◆ **Shape labeling items**
********************
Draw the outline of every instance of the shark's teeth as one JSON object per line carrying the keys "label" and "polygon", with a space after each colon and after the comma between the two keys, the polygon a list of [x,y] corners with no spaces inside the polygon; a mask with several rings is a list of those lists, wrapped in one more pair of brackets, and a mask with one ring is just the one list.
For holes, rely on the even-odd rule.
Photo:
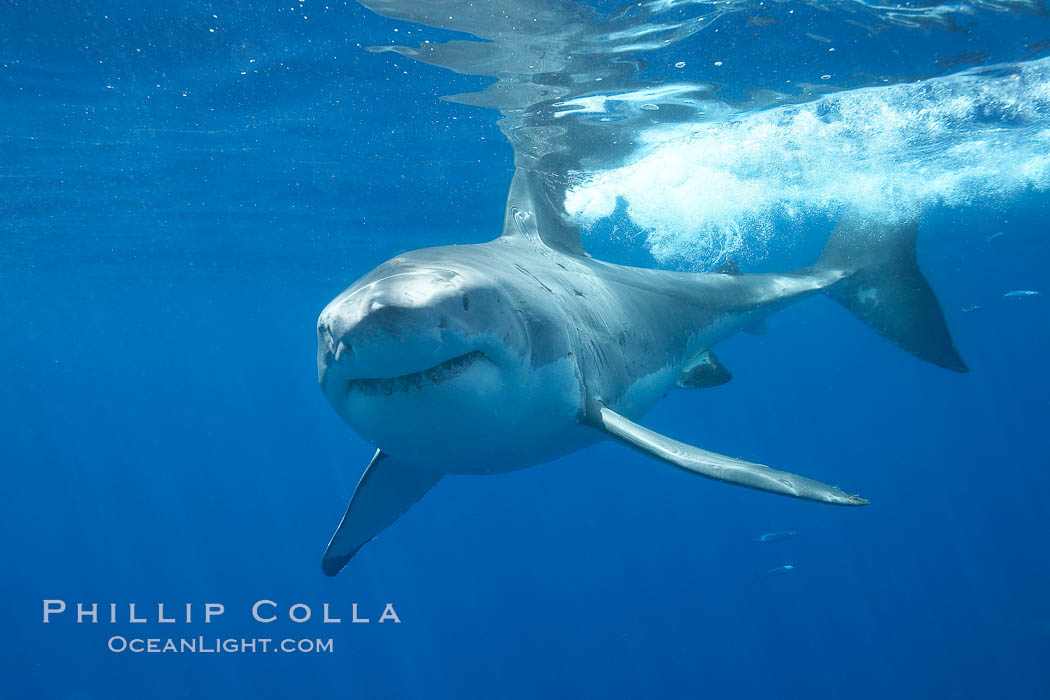
{"label": "shark's teeth", "polygon": [[368,396],[392,396],[395,393],[407,391],[410,388],[421,389],[424,386],[441,384],[462,375],[470,365],[484,357],[485,354],[481,351],[474,351],[445,360],[429,369],[414,372],[411,375],[390,379],[354,379],[350,381],[346,393],[360,391]]}

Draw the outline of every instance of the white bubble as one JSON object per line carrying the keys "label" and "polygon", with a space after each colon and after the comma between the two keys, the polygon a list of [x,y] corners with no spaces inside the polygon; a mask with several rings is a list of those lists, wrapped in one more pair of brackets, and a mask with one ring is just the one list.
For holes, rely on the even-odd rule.
{"label": "white bubble", "polygon": [[644,132],[582,174],[582,224],[617,201],[663,263],[761,252],[785,224],[845,207],[882,219],[1050,190],[1050,58]]}

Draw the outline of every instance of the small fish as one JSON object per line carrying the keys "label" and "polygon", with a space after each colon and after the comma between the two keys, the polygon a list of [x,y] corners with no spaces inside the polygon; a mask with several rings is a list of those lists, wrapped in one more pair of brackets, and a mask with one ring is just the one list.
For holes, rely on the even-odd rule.
{"label": "small fish", "polygon": [[785,564],[782,567],[777,567],[776,569],[770,569],[764,574],[755,574],[758,578],[773,578],[774,576],[783,576],[784,574],[790,574],[795,571],[795,567]]}
{"label": "small fish", "polygon": [[780,542],[782,539],[788,539],[789,537],[794,537],[798,532],[795,530],[779,530],[777,532],[766,532],[765,534],[758,535],[755,537],[755,542]]}

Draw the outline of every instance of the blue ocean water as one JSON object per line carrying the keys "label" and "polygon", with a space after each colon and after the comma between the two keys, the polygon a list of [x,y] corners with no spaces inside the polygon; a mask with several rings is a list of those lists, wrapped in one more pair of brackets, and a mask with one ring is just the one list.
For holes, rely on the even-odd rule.
{"label": "blue ocean water", "polygon": [[[317,388],[317,314],[400,252],[499,233],[500,114],[439,99],[490,73],[366,51],[462,37],[355,3],[0,5],[3,696],[1050,696],[1050,20],[974,3],[876,27],[866,5],[828,7],[749,4],[634,67],[650,90],[717,84],[710,119],[632,121],[653,110],[616,104],[679,105],[638,86],[569,105],[633,133],[574,166],[572,201],[595,256],[696,270],[808,264],[847,205],[921,212],[970,374],[812,299],[719,346],[731,383],[645,419],[872,505],[607,442],[447,478],[328,578],[374,450]],[[754,542],[780,530],[797,534]],[[44,624],[47,599],[70,610]],[[252,620],[260,599],[278,621]],[[78,601],[103,621],[76,623]],[[194,621],[156,622],[158,602]],[[205,624],[206,602],[225,614]],[[299,602],[314,617],[296,624]],[[400,623],[378,622],[385,603]],[[114,635],[334,651],[114,653]]]}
********************
◆ **Goal**
Rename "even-odd rule" to "nonzero winding rule" in the items, starting at the line that contains "Draw the outline of every instance of the blue" and ending at the last item, and output only those lines with everything else unchanged.

◆ **Answer to the task**
Draw the outline of every instance of the blue ocean water as one JSON object per line carrying the keys "label" and "polygon", with a space after each colon and after the comma between the two keys, the polygon a list of [x,y] corners with no spaces inside the polygon; a mask with several rings is a list of those lists, wrapped in one more pair of brackets, and a mask with one ring is just the one list.
For holes, rely on the nonzero winding rule.
{"label": "blue ocean water", "polygon": [[[317,388],[317,314],[400,252],[499,233],[500,114],[439,99],[490,73],[366,51],[462,37],[355,3],[0,5],[3,696],[1050,696],[1050,20],[974,3],[876,27],[866,5],[828,7],[749,4],[634,67],[650,90],[717,84],[710,119],[632,121],[653,110],[616,104],[679,105],[638,86],[569,105],[633,133],[574,166],[572,201],[595,256],[696,270],[808,264],[847,205],[921,212],[970,374],[812,299],[719,346],[731,383],[645,419],[872,505],[607,442],[447,478],[328,578],[374,450]],[[754,542],[780,530],[797,534]],[[44,624],[47,599],[70,610]],[[252,620],[260,599],[278,621]],[[78,601],[103,621],[76,623]],[[194,621],[156,622],[158,602]],[[205,624],[206,602],[225,614]],[[299,602],[314,617],[296,624]],[[400,623],[378,622],[385,603]],[[114,635],[334,651],[114,653]]]}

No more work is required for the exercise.